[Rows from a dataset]
-*-
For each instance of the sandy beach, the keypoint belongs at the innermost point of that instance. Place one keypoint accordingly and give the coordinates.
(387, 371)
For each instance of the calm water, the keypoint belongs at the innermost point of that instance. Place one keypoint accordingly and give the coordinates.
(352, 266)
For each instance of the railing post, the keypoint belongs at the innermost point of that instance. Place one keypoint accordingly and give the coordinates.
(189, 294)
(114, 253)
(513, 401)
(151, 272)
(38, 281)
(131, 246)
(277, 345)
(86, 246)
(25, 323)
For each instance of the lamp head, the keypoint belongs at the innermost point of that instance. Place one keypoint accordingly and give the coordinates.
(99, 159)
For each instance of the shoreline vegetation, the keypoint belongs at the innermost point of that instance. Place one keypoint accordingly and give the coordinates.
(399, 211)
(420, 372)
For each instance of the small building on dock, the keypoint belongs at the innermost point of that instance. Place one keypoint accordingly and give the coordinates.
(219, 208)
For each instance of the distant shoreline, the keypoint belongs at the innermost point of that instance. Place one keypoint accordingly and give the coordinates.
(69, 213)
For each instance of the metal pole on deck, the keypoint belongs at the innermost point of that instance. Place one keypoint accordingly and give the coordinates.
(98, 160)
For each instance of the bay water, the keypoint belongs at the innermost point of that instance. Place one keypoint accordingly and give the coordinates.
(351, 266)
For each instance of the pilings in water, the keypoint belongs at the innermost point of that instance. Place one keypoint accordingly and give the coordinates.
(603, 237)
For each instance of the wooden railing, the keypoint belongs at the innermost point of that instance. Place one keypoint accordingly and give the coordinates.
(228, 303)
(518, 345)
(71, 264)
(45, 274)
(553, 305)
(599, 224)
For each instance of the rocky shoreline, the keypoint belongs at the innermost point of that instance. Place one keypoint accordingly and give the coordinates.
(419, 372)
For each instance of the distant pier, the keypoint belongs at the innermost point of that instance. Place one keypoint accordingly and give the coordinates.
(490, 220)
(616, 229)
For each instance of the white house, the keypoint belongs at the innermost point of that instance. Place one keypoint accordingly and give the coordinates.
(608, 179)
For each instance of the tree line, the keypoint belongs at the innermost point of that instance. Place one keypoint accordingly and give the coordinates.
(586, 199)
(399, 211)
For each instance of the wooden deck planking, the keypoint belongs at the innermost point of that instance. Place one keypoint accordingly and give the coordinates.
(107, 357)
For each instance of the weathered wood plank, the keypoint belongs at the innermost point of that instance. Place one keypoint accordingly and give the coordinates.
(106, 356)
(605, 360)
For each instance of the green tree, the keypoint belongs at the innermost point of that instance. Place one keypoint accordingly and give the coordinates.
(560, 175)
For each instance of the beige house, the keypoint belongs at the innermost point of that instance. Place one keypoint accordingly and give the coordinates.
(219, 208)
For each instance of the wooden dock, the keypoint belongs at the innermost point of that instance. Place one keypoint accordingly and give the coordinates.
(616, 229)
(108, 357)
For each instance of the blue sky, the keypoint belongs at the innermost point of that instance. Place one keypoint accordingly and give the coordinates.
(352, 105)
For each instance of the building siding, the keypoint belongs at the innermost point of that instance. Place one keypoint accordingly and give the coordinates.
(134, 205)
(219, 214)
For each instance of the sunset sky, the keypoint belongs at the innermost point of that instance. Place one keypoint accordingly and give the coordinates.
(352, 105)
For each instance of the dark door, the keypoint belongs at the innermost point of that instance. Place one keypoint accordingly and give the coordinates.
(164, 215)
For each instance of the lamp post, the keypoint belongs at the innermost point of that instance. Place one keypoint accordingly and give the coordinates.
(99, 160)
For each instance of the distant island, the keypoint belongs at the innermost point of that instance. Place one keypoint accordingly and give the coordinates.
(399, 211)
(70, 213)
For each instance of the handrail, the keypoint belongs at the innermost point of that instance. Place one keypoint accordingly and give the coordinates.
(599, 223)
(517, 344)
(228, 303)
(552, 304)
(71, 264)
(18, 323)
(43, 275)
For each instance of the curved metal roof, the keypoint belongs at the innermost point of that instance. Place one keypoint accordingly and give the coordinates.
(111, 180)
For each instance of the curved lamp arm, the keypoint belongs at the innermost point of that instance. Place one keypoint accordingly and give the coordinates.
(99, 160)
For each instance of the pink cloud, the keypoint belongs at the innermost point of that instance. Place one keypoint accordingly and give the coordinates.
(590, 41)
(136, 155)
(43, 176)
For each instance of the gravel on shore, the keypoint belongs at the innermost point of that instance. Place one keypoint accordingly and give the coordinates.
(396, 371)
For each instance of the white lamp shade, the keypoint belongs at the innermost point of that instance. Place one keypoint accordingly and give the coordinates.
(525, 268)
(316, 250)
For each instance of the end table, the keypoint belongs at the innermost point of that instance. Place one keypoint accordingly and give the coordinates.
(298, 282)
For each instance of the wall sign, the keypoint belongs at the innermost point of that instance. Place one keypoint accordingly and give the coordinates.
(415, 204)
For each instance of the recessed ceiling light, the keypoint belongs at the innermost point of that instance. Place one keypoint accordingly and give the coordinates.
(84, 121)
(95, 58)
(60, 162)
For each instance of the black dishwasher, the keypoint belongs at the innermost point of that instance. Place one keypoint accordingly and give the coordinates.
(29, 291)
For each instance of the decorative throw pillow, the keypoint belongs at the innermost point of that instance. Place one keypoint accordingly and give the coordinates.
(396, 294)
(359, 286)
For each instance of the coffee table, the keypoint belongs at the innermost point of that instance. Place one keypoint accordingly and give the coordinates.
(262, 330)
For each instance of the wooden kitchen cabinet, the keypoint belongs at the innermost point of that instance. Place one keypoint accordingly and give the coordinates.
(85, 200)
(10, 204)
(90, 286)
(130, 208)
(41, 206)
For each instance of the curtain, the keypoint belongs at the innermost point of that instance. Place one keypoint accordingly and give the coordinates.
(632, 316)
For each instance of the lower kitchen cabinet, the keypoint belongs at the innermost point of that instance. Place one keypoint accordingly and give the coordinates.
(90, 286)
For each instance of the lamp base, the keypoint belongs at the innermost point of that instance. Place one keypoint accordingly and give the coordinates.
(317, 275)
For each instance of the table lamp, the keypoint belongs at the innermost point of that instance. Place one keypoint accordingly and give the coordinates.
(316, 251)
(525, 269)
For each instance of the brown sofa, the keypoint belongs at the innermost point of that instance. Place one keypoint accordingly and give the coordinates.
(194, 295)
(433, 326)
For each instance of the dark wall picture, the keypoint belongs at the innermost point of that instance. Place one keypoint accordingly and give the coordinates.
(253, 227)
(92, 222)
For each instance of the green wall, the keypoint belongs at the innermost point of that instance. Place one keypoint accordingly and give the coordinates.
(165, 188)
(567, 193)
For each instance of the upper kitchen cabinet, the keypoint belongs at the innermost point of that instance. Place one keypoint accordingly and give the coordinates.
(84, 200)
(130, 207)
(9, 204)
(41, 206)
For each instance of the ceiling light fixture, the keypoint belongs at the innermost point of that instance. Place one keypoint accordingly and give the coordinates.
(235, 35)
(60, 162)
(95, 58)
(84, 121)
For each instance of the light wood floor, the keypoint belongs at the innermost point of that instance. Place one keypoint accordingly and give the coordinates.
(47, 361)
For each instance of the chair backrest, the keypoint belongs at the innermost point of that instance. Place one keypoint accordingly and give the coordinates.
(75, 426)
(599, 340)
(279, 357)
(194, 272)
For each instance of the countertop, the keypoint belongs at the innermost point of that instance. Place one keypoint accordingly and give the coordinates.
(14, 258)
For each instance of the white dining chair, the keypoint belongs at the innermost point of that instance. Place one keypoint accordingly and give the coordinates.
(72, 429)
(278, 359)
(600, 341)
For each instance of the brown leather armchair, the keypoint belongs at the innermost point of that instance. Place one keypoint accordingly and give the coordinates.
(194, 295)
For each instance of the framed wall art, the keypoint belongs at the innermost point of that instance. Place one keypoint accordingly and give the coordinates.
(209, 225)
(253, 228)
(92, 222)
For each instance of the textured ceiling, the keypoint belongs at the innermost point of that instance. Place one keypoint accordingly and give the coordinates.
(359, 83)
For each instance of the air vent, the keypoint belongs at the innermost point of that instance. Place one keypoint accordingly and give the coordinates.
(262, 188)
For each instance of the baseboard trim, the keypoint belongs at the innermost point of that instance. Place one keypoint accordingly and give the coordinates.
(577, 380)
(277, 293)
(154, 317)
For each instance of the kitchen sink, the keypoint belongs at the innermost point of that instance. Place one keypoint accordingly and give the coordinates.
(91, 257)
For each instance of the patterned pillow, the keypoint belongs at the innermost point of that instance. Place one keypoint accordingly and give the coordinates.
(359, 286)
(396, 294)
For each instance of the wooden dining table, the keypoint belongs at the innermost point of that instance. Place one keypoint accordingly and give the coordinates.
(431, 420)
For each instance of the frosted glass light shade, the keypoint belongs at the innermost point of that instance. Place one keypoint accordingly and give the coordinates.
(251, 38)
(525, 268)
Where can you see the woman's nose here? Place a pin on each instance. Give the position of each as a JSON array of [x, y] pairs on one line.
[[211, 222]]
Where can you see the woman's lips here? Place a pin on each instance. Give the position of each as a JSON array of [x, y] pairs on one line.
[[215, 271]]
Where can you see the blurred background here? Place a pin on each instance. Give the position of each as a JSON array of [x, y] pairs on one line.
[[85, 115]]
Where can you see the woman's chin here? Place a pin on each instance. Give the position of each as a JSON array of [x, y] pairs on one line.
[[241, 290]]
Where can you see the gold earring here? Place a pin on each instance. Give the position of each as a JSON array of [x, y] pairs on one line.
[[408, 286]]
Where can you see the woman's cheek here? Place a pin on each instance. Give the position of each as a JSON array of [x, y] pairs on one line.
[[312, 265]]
-*-
§ **PROBLEM REQUIREMENTS**
Rewrite the data starting with the line that contains "For each instance of the wooden dining" and going on through the line that contains "[[211, 222]]", keeping the requests and both end lines. Offset every coordinate in the answers by -33.

§ **RESPONSE**
For each instance of the wooden dining table, the keypoint belongs at the innermost point of that instance. Place one keypoint accordingly and give the coordinates.
(398, 387)
For each instance of the frosted glass light shade, the keypoint belongs at the innermost point of that instance. Place one keypoint accordingly and give the coordinates.
(218, 5)
(492, 235)
Where can you see the woman's nose here? Place a pin on each instance. Give the position of each as a JSON array of [x, y] pairs on one line.
[[178, 189]]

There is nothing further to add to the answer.